- **Task**: Count how many of the lines below contain the string "field", and reply with that number alone.

- **Entries**:

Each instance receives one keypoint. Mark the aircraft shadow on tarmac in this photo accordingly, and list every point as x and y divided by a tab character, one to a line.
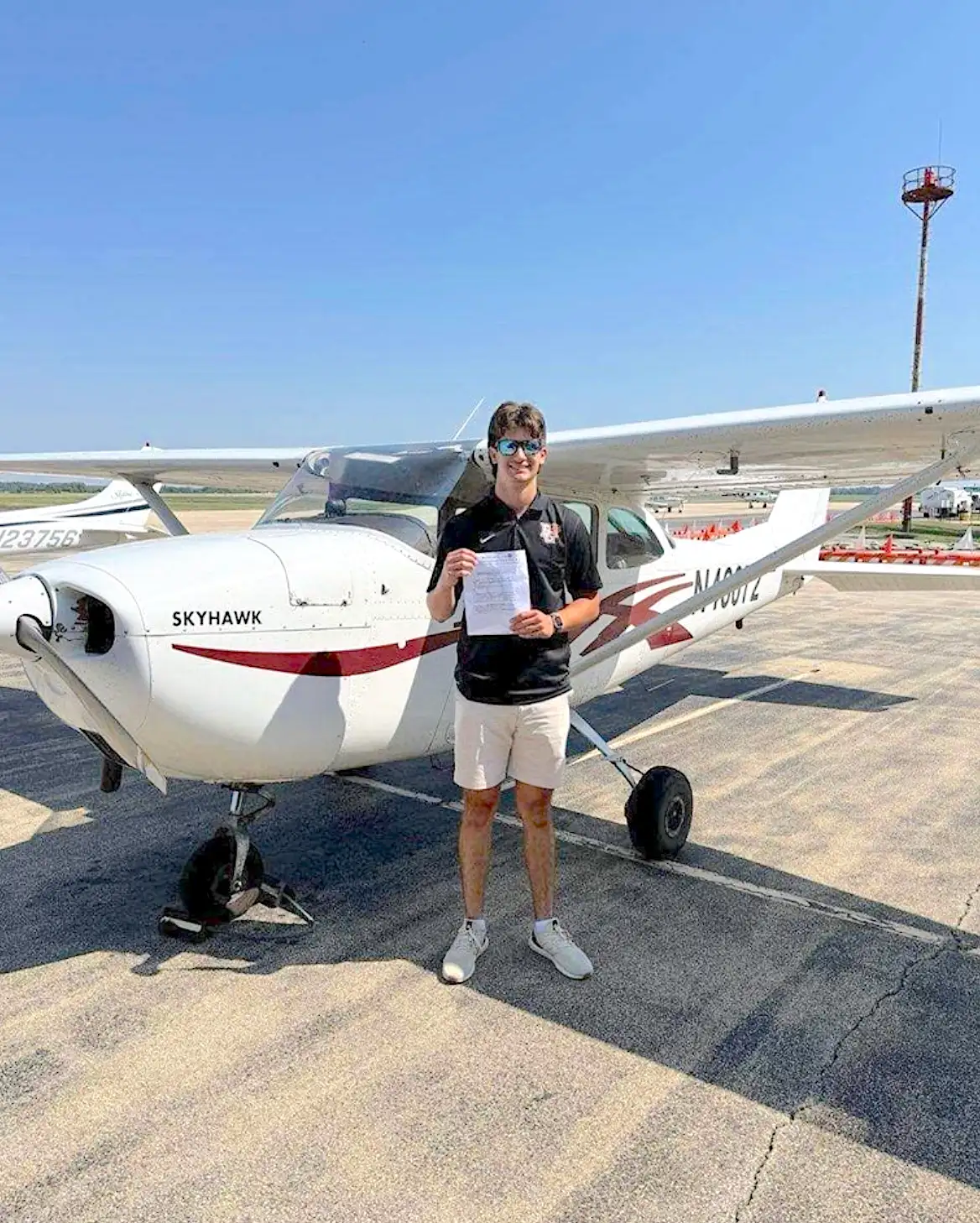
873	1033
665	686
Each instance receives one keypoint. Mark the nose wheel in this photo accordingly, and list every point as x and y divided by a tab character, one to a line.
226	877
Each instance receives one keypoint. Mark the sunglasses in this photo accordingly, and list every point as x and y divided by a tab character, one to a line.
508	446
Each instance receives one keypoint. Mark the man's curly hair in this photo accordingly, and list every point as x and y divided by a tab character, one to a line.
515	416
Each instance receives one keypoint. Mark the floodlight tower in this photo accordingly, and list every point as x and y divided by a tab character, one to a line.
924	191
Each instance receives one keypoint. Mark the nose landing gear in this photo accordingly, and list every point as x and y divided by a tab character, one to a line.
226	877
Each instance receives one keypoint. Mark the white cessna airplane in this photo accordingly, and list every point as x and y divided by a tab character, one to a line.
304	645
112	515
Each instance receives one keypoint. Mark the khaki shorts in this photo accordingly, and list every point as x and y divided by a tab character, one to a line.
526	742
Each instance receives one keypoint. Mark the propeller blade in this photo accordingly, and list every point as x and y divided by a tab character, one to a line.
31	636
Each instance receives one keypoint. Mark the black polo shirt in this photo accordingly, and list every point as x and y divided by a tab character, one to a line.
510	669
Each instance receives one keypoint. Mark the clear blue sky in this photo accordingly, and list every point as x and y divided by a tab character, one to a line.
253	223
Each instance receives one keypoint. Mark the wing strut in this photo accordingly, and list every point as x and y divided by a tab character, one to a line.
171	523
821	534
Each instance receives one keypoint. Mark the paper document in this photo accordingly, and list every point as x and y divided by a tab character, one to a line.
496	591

==

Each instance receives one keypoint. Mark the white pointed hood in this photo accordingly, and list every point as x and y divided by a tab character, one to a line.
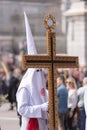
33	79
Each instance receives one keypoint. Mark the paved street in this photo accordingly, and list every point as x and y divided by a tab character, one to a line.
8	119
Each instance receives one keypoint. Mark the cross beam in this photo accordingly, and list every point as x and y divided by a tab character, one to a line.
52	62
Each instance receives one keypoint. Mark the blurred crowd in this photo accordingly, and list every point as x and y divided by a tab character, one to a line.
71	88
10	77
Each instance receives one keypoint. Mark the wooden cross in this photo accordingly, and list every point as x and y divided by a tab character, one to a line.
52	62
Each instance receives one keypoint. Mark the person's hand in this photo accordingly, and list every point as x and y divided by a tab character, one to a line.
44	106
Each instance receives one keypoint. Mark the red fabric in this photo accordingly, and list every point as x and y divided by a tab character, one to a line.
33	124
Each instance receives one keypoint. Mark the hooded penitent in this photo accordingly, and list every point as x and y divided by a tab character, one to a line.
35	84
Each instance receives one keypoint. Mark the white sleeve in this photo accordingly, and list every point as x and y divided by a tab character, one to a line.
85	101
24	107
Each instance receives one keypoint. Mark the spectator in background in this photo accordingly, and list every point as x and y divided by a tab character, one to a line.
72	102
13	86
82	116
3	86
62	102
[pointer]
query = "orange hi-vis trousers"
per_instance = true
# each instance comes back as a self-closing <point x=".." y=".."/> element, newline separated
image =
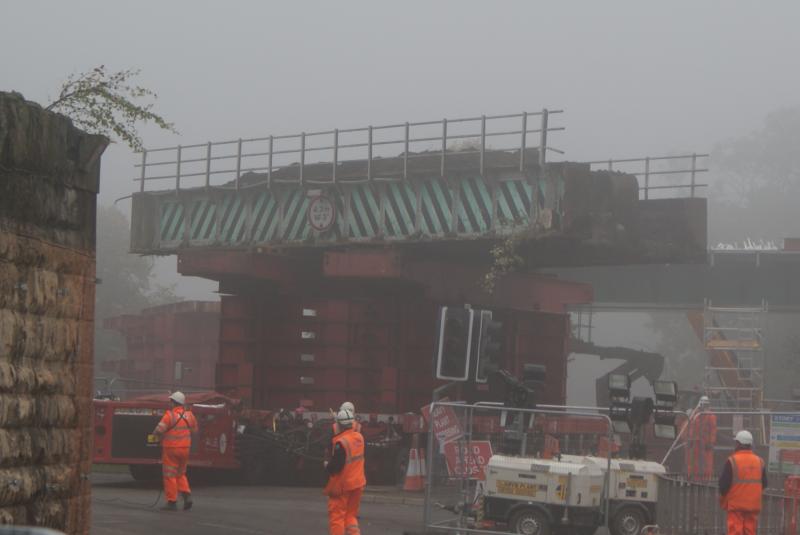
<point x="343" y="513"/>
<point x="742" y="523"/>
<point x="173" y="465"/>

==

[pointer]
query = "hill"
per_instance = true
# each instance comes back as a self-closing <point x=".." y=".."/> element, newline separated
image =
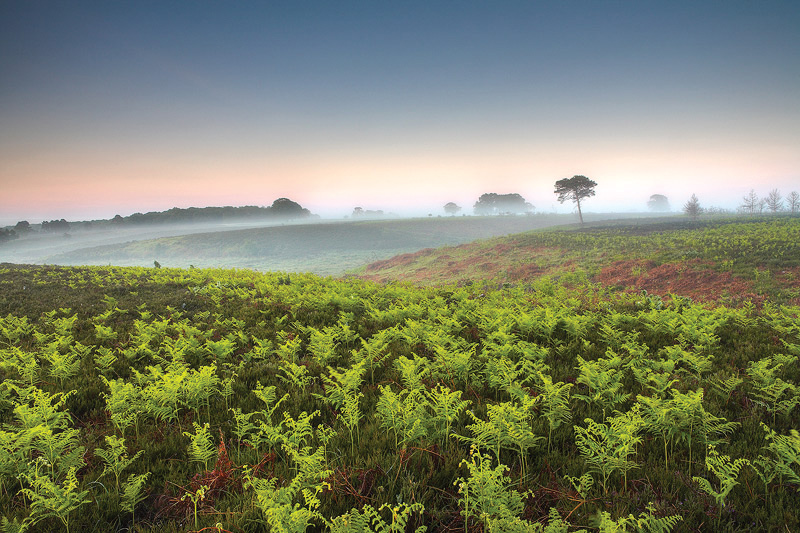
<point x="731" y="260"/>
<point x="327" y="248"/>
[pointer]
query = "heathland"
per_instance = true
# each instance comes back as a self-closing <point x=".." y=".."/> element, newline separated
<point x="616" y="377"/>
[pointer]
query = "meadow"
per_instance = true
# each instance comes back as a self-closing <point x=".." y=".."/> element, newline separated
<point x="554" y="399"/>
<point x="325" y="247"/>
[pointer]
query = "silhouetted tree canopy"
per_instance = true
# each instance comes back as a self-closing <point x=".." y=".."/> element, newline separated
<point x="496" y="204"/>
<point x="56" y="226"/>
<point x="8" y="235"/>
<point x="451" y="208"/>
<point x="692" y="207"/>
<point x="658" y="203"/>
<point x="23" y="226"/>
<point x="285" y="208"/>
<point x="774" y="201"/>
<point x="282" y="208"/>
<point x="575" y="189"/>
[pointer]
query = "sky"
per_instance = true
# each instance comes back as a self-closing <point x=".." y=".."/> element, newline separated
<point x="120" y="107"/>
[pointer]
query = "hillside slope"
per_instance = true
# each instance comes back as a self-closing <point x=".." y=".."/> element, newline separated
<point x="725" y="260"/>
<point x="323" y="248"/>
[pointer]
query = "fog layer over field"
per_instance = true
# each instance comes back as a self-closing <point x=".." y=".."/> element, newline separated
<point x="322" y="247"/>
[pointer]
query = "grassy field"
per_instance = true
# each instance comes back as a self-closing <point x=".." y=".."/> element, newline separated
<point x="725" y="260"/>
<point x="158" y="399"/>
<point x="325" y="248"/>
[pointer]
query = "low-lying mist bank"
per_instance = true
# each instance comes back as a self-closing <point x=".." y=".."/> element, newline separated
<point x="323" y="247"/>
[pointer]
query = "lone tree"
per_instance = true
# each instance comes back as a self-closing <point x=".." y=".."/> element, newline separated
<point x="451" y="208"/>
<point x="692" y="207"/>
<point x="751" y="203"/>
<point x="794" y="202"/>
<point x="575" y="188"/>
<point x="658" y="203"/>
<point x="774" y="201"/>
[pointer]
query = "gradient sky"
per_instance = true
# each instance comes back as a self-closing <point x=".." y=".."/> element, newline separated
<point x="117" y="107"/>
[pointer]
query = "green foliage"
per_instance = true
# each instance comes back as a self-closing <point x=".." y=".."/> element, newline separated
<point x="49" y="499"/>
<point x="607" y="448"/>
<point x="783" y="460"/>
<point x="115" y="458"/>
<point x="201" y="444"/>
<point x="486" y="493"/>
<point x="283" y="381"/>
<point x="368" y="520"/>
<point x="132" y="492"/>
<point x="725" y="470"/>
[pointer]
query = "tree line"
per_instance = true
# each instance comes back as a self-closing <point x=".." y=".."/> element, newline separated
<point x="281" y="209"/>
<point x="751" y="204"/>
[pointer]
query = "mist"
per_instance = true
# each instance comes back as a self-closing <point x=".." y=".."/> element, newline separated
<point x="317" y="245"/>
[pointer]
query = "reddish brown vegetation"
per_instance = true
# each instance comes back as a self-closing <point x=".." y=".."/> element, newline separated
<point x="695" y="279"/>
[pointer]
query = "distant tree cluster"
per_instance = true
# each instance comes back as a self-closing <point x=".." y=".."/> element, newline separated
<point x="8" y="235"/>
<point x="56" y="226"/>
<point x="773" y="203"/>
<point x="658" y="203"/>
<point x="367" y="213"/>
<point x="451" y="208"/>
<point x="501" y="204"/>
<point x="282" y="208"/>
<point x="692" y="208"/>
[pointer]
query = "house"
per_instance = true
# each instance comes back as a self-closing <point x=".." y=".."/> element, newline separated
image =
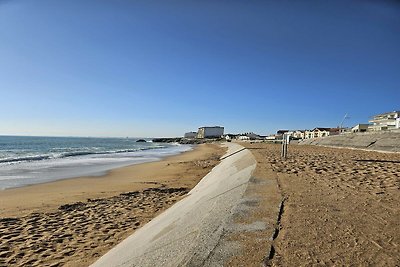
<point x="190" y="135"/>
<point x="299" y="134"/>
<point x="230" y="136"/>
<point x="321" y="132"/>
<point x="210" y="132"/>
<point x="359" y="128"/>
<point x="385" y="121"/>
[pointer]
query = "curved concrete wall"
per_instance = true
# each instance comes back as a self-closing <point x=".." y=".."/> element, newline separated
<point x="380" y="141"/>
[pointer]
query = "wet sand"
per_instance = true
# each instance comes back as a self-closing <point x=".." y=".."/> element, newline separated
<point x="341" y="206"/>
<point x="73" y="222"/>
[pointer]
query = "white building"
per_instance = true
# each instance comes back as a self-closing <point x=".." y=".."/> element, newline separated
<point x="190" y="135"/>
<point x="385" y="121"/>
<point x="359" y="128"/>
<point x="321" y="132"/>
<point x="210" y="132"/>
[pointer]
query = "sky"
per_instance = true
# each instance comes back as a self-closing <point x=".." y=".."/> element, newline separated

- **Result for this exercise**: 2